Skip to contents

Identifies and returns the top n most highly expressed genes across all cells or within a specific cell type. Supports objects of class Seurat, SingleCellExperiment, or a numeric expression matrix (genes × cells).

Usage

selgene(
  object,
  top_n,
  cell_type = NULL,
  cell_type_col = "cell_type",
  assay = NULL,
  remove_mt = FALSE,
  remove_rib = FALSE
)

Arguments

object

A Seurat object, SingleCellExperiment object, or numeric matrix (genes × cells).

top_n

Integer. Number of top expressed genes to return.

cell_type

Optional string. If provided, filters the expression matrix to only include cells of this type.

cell_type_col

Character. Name of the column in metadata (Seurat meta.data or SCE colData) containing cell type annotations. Default is "cell_type".

assay

Character. For SingleCellExperiment objects only. Name of the assay to use. If NULL, defaults to "logcounts".

remove_mt

Logical. If TRUE, remove mitochondrial genes matching "^MT-" (case-insensitive).

remove_rib

Logical. If TRUE, remove ribosomal genes matching "^RP[SL]" (case-insensitive).

Value

A character vector of the top n most highly expressed gene names.

Details

The function assumes that log-normalized values are available in the "data" slot (for Seurat objects) or the "logcounts" assay (for SingleCellExperiment). If raw counts are provided as a matrix, no transformation is applied.

Optional filtering is available to exclude mitochondrial genes ("^MT-") and ribosomal genes ("^RP[SL]"), which may otherwise dominate the top expressed genes.

Details

When using a Seurat object, the function retrieves the log-normalized data from the default assay's "data" slot. For SingleCellExperiment, it uses the specified assay (default is "logcounts"). For matrices, no checks or transformations are applied, and subsetting by cell type is not supported.

Mitochondrial and ribosomal gene removal is based on regular expressions matching gene names. These should follow standard naming conventions (e.g., MT-ND1, RPL13A, RPS6).

See also

Seurat, SingleCellExperiment

Examples


data(count_matrices)
genes <- selgene(
    object = count_matrices[[1]],
    top_n = 20,
    cell_type = "T_cells",
    cell_type_col = "CELL_TYPE",
    remove_rib = TRUE,
    remove_mt = TRUE,
    assay = "counts"
)
#> Using SCE assay 'counts' (log-normalized).
#> Subsetted to 40 cells where CELL_TYPE = 'T_cells'.
#> Removed mitochondrial genes matching '^MT-'.
#> Removed ribosomal genes matching '^RP[SL]'.
#> Top 20 genes selected based on mean expression.

=== Tasks and exercises ===
A – Answer these from the selgene page:
(i) Which assay is used for SingleCellExperiment objects when assay is NULL?
(ii) Which regular expression is used to match ribosomal genes for removal?
(iii) In the example output, how many cells remain after subsetting to T_cells?
B – Please reproduce the selgene page from "Logical. If TRUE, remove ribosomal" up to and including "transformation is applied.".

=== Material provided ===
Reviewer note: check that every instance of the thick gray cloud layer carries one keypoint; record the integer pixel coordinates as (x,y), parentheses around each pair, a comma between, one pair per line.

=== Solutions in order ===
A –
(i) "logcounts"
(ii) "^RP[SL]" (case-insensitive)
(iii) 40 cells

B –
Logical. If TRUE, remove ribosomal genes matching "^RP[SL]" (case-insensitive).

Value

A character vector of the top n most highly expressed gene names.

Details

The function assumes that log-normalized values are available in the "data" slot (for Seurat objects) or the "logcounts" assay (for SingleCellExperiment). If raw counts are provided as a matrix, no transformation is applied.